SET EXERCISE :: Render these lines as a JSON list of strings, one string per line, leaving out any blank lines.

EXTRACTED INFORMATION ::
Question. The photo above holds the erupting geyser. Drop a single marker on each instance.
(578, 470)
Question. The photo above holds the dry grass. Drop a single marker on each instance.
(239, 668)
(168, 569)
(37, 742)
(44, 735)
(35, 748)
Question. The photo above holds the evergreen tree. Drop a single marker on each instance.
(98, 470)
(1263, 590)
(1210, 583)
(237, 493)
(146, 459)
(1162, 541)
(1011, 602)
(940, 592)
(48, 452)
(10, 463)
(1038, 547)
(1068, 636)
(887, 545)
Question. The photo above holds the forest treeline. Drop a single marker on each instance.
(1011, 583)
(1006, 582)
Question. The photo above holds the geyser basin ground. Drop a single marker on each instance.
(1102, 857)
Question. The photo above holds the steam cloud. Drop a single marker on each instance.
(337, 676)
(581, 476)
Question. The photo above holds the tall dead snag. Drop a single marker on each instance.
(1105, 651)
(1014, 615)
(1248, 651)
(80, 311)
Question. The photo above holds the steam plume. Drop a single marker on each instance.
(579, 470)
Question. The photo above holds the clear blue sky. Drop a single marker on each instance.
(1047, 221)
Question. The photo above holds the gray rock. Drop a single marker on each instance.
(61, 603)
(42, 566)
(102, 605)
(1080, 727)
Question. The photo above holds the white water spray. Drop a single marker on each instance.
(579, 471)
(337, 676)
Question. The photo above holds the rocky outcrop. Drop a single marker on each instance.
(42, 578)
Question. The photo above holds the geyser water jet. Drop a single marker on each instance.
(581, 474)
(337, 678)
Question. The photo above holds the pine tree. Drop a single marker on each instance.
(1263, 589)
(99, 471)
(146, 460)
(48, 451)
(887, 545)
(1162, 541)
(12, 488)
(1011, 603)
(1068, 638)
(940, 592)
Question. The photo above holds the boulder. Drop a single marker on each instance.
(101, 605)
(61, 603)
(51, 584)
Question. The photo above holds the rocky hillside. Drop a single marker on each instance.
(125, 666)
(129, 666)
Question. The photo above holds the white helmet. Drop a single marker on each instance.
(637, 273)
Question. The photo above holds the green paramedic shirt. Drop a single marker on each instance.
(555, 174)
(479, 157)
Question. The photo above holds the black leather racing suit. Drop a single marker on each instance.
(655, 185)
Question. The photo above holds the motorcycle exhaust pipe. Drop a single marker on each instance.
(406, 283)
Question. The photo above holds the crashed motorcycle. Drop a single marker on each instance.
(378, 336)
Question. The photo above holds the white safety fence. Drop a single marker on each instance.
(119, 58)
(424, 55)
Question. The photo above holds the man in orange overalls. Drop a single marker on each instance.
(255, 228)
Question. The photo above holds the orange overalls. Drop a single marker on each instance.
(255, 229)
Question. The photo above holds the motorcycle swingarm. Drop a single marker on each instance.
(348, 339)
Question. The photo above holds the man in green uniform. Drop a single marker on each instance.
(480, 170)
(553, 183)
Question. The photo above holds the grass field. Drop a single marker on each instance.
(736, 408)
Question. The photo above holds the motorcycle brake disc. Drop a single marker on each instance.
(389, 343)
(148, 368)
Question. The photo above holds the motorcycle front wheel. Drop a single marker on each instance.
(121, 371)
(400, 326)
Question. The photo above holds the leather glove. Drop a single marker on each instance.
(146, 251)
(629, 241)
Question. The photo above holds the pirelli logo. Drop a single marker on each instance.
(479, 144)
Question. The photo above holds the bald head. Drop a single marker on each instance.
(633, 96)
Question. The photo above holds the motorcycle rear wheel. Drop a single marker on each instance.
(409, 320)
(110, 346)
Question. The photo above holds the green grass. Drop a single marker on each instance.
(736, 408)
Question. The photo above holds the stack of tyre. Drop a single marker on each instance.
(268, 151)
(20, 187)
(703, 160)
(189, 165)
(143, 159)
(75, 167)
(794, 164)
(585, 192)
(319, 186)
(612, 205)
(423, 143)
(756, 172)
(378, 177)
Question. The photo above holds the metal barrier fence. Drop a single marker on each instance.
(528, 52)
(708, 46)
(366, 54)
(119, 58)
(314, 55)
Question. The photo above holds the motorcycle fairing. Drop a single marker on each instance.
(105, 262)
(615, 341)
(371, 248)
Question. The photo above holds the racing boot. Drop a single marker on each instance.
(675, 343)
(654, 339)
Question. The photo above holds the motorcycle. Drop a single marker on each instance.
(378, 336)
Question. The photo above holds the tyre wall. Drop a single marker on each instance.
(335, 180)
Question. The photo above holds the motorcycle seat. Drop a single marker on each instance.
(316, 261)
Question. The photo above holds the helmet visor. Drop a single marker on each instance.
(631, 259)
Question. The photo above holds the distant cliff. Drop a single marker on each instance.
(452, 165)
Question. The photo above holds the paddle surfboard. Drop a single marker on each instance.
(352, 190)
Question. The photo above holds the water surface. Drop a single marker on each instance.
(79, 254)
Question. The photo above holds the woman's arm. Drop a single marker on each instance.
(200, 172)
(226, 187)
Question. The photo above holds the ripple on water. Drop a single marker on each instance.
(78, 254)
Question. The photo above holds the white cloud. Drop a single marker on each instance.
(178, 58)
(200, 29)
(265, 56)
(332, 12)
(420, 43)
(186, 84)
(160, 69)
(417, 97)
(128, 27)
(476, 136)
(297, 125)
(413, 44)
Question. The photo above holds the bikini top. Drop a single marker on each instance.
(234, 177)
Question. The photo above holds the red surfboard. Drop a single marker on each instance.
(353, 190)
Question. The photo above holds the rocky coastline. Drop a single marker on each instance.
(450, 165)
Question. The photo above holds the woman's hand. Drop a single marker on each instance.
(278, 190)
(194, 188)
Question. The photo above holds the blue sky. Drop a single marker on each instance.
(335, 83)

REPLY TO THE EXERCISE ::
[
  "Question. The photo above holds the erupting geyser. Drop a single marker on each instance.",
  "(578, 470)",
  "Question. The photo above holds the dry grass. Drop a single marker on each instance.",
  "(239, 668)",
  "(168, 569)",
  "(37, 742)",
  "(44, 735)",
  "(35, 748)",
  "Question. The photo above holds the evergreen tree. Drop a single marker on each instance.",
  "(98, 470)",
  "(1263, 590)",
  "(1210, 583)",
  "(237, 493)",
  "(146, 459)",
  "(1162, 541)",
  "(1011, 602)",
  "(940, 592)",
  "(48, 452)",
  "(10, 463)",
  "(1038, 547)",
  "(1068, 636)",
  "(887, 545)",
  "Question. The photo above holds the forest treeline. Drop a single marker on each instance.",
  "(1011, 583)",
  "(1006, 582)",
  "Question. The photo above holds the geyser basin ground. Drop a single marker on each instance.",
  "(1102, 857)",
  "Question. The photo above holds the steam cloud. Drop a single marker on each instance.",
  "(337, 676)",
  "(581, 476)",
  "Question. The photo above holds the tall dead snag. Drop a single marker on each instance.",
  "(1105, 651)",
  "(1014, 615)",
  "(1248, 651)",
  "(80, 311)",
  "Question. The photo above holds the steam plume. Drop a single marker on each instance.",
  "(579, 470)",
  "Question. The photo above holds the clear blue sky. Drop a single marker on each instance.",
  "(1047, 221)",
  "Question. The photo above holds the gray rock. Drop a single marker on each instance.",
  "(61, 603)",
  "(42, 566)",
  "(102, 605)",
  "(1080, 727)",
  "Question. The photo above holds the white water spray. Drop a single marker on each instance.",
  "(579, 471)",
  "(337, 676)",
  "Question. The photo above holds the rocky outcrop. Drop a single marker on each instance.",
  "(42, 578)",
  "Question. The photo above holds the geyser water jet. Drop a single marker on each instance.",
  "(581, 474)",
  "(337, 678)",
  "Question. The photo above holds the pine tree. Drop a single marker on each instance.",
  "(1263, 589)",
  "(99, 471)",
  "(146, 460)",
  "(48, 451)",
  "(887, 545)",
  "(1162, 541)",
  "(12, 488)",
  "(1011, 603)",
  "(1068, 638)",
  "(940, 592)",
  "Question. The photo above holds the boulder. Drop a single marker on each instance.",
  "(101, 605)",
  "(61, 603)",
  "(51, 584)",
  "Question. The photo above holds the rocky hillside. Drop a single marker on each instance.",
  "(125, 666)",
  "(129, 666)",
  "Question. The photo above holds the white helmet. Drop a single marker on each instance.",
  "(637, 273)",
  "Question. The photo above holds the green paramedic shirt. Drop a single marker on each instance.",
  "(555, 174)",
  "(479, 157)",
  "Question. The photo above holds the black leather racing suit. Drop a single marker on each instance.",
  "(655, 185)",
  "Question. The photo above holds the motorcycle exhaust pipe. Drop a single marker on each instance.",
  "(406, 283)",
  "Question. The photo above holds the crashed motorcycle. Drop a single marker on each instance.",
  "(378, 336)",
  "Question. The photo above holds the white safety fence. Drop a single marker on each instance.",
  "(119, 58)",
  "(424, 55)",
  "Question. The photo above holds the man in orange overalls. Drop a single marker on each instance.",
  "(255, 228)",
  "Question. The photo above holds the orange overalls. Drop a single marker on each instance.",
  "(255, 229)",
  "Question. The photo above holds the motorcycle swingarm. Drop a single marker on each instance.",
  "(348, 339)",
  "Question. The photo above holds the man in green uniform. Drop a single marker on each instance.",
  "(480, 170)",
  "(553, 183)",
  "Question. The photo above holds the grass field. Drop a single marker on each instance.",
  "(736, 408)",
  "Question. The photo above holds the motorcycle brake disc. Drop a single marker on each instance.",
  "(389, 343)",
  "(148, 368)",
  "Question. The photo above holds the motorcycle front wheel. Drop a single marker on each instance.",
  "(121, 371)",
  "(400, 326)",
  "Question. The photo above holds the leather glove. Drop a single marker on each instance.",
  "(146, 251)",
  "(629, 241)",
  "Question. The photo above holds the pirelli logo. Drop a single marker on each instance.",
  "(479, 144)",
  "Question. The photo above holds the bald head. Drop a single marker on each instance.",
  "(633, 96)",
  "Question. The photo above holds the motorcycle rear wheel. Drop a single marker on each instance.",
  "(409, 320)",
  "(110, 346)",
  "Question. The photo above holds the green grass. Drop a single marker on each instance.",
  "(736, 408)",
  "Question. The photo above holds the stack of tyre. Drop a single marker on each instance.",
  "(268, 151)",
  "(20, 187)",
  "(703, 160)",
  "(189, 165)",
  "(143, 159)",
  "(75, 167)",
  "(794, 164)",
  "(585, 192)",
  "(319, 186)",
  "(612, 205)",
  "(423, 143)",
  "(756, 172)",
  "(378, 177)",
  "Question. The photo above holds the metal barrier fence. Drop a single marker on each instance.",
  "(528, 52)",
  "(708, 46)",
  "(366, 54)",
  "(119, 58)",
  "(314, 55)",
  "Question. The photo above holds the motorcycle fairing. Drop a single marker on each instance.",
  "(105, 262)",
  "(615, 341)",
  "(371, 248)",
  "Question. The photo above holds the racing boot. Drop a single marker on each instance.",
  "(675, 343)",
  "(654, 339)",
  "Question. The photo above holds the motorcycle. Drop a single marker on each instance.",
  "(378, 336)",
  "Question. The photo above holds the tyre wall. Drop a single marker on each instance.",
  "(335, 180)",
  "Question. The photo above holds the motorcycle seat. Drop a single marker on each instance.",
  "(316, 261)",
  "Question. The photo above holds the helmet visor. Drop a single marker on each instance.",
  "(631, 259)",
  "Question. The photo above holds the distant cliff. Drop a single marker on each instance.",
  "(452, 165)",
  "Question. The photo above holds the paddle surfboard. Drop a single marker on each instance.",
  "(352, 190)",
  "Question. The photo above holds the water surface. Drop a single marker on each instance.",
  "(79, 254)",
  "Question. The photo above holds the woman's arm. Drop a single marker on each instance.",
  "(200, 172)",
  "(226, 187)",
  "Question. The photo above holds the ripple on water. Drop a single marker on each instance.",
  "(78, 254)",
  "Question. The photo above holds the white cloud. Drop a single marker on each instance.",
  "(178, 58)",
  "(200, 29)",
  "(265, 56)",
  "(332, 12)",
  "(420, 43)",
  "(186, 84)",
  "(160, 69)",
  "(417, 97)",
  "(128, 27)",
  "(476, 136)",
  "(297, 125)",
  "(413, 44)",
  "Question. The photo above holds the bikini top. Drop a single marker on each instance.",
  "(234, 177)",
  "Question. The photo above holds the red surfboard. Drop a single marker on each instance.",
  "(353, 190)",
  "Question. The photo above holds the rocky coastline. Drop a single marker on each instance.",
  "(450, 165)",
  "Question. The photo above holds the woman's hand. Drop a single marker on each instance.",
  "(278, 190)",
  "(194, 188)",
  "Question. The photo above holds the blue sky. Drop a single marker on each instance.",
  "(335, 83)"
]